SUPPLIED RECORDS
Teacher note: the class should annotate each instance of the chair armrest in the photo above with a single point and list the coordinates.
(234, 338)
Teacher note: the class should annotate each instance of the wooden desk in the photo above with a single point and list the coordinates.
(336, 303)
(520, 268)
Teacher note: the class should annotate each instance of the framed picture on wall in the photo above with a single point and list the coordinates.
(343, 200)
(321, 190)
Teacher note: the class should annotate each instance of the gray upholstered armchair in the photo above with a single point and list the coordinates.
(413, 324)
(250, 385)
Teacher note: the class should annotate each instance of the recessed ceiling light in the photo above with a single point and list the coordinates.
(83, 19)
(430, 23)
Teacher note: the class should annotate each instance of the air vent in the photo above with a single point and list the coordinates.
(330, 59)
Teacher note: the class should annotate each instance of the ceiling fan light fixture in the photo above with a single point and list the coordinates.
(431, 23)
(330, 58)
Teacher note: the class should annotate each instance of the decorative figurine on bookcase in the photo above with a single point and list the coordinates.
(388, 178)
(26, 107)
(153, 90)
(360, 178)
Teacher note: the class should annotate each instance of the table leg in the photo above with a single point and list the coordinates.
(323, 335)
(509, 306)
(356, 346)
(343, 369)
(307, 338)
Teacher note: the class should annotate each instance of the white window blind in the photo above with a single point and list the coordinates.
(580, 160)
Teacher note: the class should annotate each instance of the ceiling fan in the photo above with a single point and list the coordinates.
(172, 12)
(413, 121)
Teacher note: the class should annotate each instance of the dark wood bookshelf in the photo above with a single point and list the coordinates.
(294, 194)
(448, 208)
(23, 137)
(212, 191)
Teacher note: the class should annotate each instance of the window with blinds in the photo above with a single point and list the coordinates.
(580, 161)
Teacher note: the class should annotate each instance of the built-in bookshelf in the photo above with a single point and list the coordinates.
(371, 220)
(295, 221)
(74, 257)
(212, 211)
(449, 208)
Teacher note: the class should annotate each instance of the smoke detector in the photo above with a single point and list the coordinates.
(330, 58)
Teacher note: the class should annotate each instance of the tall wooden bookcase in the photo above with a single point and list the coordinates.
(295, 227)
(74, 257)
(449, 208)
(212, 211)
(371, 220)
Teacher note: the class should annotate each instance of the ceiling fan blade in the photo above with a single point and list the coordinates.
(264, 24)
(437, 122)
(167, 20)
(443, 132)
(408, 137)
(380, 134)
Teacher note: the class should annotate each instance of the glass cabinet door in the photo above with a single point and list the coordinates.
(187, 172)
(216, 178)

REQUIREMENT
Copy out the data shown above without altering anything.

TASK OUTPUT
Teacher note: the class should annotate each instance of the chair armrest in the photo above with a single point and list the coordinates.
(234, 338)
Teacher note: the class should annotate each instance of the wooden desk in the photo above with a single point and list the coordinates.
(336, 303)
(520, 268)
Teacher note: the class should annotate each instance of the framed picture on wall in the photo above with a single point and list the coordinates.
(343, 200)
(321, 190)
Teacher note: the class should annotate each instance of the gray upholstered armchair in the photo above with a single point and list the coordinates.
(413, 324)
(250, 385)
Teacher note: the class should annotate each instance of the recessed ceiling light in the photo above with a single point and list the coordinates.
(83, 19)
(430, 23)
Teacher note: the class should annotate each instance of the air vent in the photo above with a single point and list the coordinates.
(330, 59)
Teacher note: the class should annotate each instance of the ceiling fan light fixture in the photo above with a single point and list the coordinates.
(431, 23)
(330, 58)
Teacher note: the class should annotate each instance of the decorative figurine on bookcase in the photo above with a single point and list the coordinates.
(388, 178)
(26, 107)
(153, 90)
(360, 178)
Teacher note: the class should annotate each instance of the table leg in the photo above with a single point and list the coordinates.
(323, 335)
(509, 306)
(356, 346)
(343, 369)
(307, 338)
Teacher note: the class should annotate each instance of the white window blind in the photo above with a single point and list the coordinates.
(580, 160)
Teacher note: the class should annotate each instance of the ceiling fan in the photo above with a single point and list the coordinates.
(172, 12)
(413, 121)
Teacher note: the class should annotate each instance of the dark wood bookshelf in the photo above with a single point and list the coordinates.
(294, 194)
(448, 208)
(23, 137)
(212, 191)
Teacher note: the class should annotate each instance of the window with blinds in the photo above with a single point and list the coordinates.
(580, 161)
Teacher note: the class should annotate each instance of the built-in bookshelf in the photo above with a single point and list the coordinates.
(371, 220)
(295, 221)
(74, 257)
(212, 211)
(449, 208)
Teacher note: the class should annotate each instance of the smoke detector in the photo above with a single point and list the coordinates.
(330, 58)
Teacher note: the class should annotate each instance of the tall wooden bookcase in the photo above with a single point and list the coordinates.
(295, 227)
(74, 257)
(449, 208)
(212, 211)
(371, 220)
Teacher note: the class should annotate each instance of the ceiling fan blade in the photo above with a single point and list the coordinates.
(264, 24)
(437, 122)
(167, 20)
(443, 132)
(408, 137)
(380, 134)
Teacher note: the class should annotate each instance of the glass cabinet door in the photo above with a single point and list the coordinates.
(187, 172)
(216, 178)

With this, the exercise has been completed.